## What is needed
Beginning with the line where "Place one dot per instance of the white road" appears, restate the lines word for word through the last one in the listing.

## Data in this exercise
----------
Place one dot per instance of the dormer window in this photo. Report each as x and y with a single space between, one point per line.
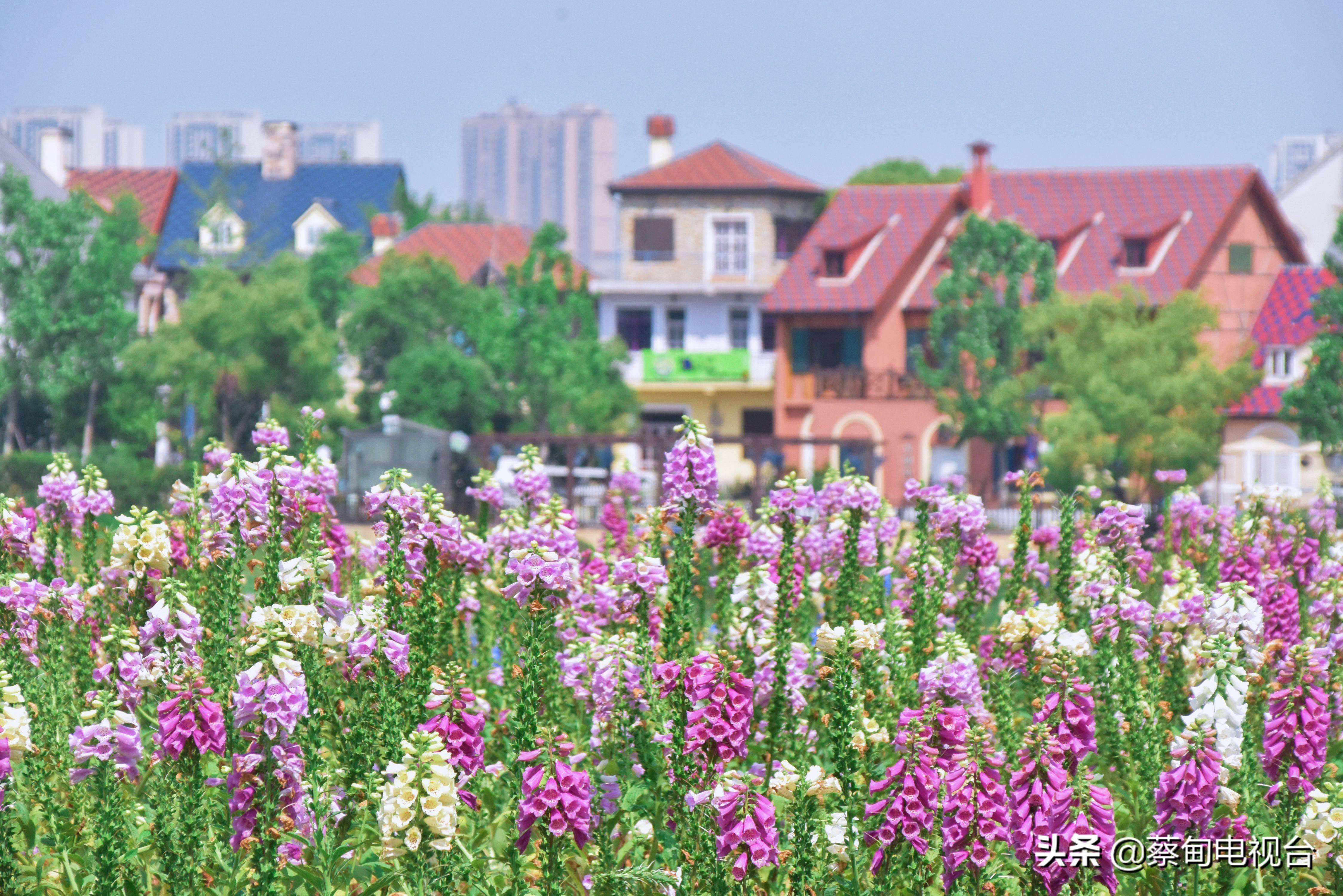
311 228
221 230
1135 252
1279 365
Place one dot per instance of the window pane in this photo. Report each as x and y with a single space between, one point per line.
1240 258
676 328
653 240
769 327
636 327
738 327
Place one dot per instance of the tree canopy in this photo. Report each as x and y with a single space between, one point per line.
1141 389
976 339
520 355
1315 403
65 277
906 171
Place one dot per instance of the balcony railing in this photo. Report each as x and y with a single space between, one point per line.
857 382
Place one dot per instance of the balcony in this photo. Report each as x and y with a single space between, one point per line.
734 366
856 383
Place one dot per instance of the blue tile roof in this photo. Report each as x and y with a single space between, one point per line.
352 193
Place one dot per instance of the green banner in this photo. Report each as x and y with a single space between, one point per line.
691 367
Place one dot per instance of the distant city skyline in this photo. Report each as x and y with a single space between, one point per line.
1049 84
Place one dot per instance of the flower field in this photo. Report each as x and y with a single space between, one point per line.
237 698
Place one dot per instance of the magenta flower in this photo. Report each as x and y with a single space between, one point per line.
1296 725
190 719
914 781
558 796
1186 793
747 828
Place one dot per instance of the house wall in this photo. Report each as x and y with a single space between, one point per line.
1239 297
1314 203
692 237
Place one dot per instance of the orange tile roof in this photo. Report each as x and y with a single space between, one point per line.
151 186
467 248
718 167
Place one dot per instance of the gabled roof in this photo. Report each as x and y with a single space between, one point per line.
42 186
1184 210
350 191
718 167
152 187
900 217
1286 319
467 248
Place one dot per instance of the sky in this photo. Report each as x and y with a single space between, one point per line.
818 88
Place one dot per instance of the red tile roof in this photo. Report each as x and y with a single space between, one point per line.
718 167
1261 401
1286 317
855 214
1284 320
151 186
1063 203
467 248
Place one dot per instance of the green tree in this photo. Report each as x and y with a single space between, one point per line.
976 338
906 171
1315 405
241 344
329 287
418 301
522 355
1142 390
65 274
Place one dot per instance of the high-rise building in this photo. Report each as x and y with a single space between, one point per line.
528 168
213 136
96 142
340 142
1294 155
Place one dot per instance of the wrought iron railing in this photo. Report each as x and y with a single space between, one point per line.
857 382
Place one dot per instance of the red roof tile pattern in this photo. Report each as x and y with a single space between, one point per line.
853 214
467 248
1286 317
718 167
1261 401
151 186
1064 205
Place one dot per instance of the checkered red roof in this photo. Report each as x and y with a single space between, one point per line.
1129 202
151 186
1286 317
718 167
467 248
1261 401
853 214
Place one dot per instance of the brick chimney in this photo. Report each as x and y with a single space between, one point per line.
387 228
981 194
54 151
280 150
661 128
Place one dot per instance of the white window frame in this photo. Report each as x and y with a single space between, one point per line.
711 245
1282 365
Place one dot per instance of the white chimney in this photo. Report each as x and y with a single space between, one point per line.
661 128
280 151
54 150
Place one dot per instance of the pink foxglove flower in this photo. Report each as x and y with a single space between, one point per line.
747 829
691 471
190 719
558 796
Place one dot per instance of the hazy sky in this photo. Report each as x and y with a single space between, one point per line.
818 88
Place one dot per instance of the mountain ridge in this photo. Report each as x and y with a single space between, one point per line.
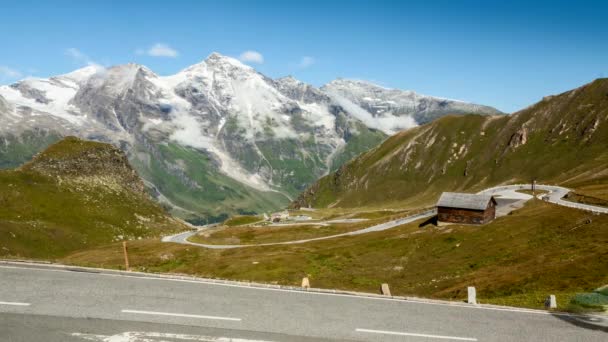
562 139
215 132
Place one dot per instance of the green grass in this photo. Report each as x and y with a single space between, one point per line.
518 259
242 220
18 149
49 216
468 153
191 180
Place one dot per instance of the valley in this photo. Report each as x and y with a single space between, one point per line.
529 251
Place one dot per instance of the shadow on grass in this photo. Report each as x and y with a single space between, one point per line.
584 321
431 221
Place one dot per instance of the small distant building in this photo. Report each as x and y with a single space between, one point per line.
457 207
280 216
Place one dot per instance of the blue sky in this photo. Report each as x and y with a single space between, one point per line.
507 54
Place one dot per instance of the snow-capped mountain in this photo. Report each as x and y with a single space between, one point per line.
218 137
394 109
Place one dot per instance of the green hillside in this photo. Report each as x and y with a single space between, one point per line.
75 195
562 139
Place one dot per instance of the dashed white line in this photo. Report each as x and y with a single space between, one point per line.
385 332
137 275
156 313
15 303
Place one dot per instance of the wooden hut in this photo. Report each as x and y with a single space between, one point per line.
456 207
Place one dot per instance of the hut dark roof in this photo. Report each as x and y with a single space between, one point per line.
464 201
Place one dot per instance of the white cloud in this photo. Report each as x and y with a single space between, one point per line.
81 58
388 124
9 73
252 56
306 61
159 50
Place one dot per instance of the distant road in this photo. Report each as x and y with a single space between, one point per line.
556 193
507 196
183 237
67 304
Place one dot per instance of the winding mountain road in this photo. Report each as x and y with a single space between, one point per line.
55 303
507 197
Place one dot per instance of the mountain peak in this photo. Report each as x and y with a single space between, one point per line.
215 58
82 74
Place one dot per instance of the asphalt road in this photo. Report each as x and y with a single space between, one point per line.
182 238
508 199
44 303
556 193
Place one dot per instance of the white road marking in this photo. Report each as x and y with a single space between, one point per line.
136 336
253 287
15 303
416 335
181 315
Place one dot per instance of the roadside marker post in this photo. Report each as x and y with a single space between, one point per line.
551 302
472 295
124 249
386 291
----------
## Exercise result
Place one dot per instance of the white road marking in this photo. Report each as x and y with a single space between, one point per line.
136 336
253 287
15 303
416 335
181 315
Place one dot per instance of the roadside marker post in this photo. Report each as x and y with a single space between, one point per line.
551 302
472 295
124 249
386 291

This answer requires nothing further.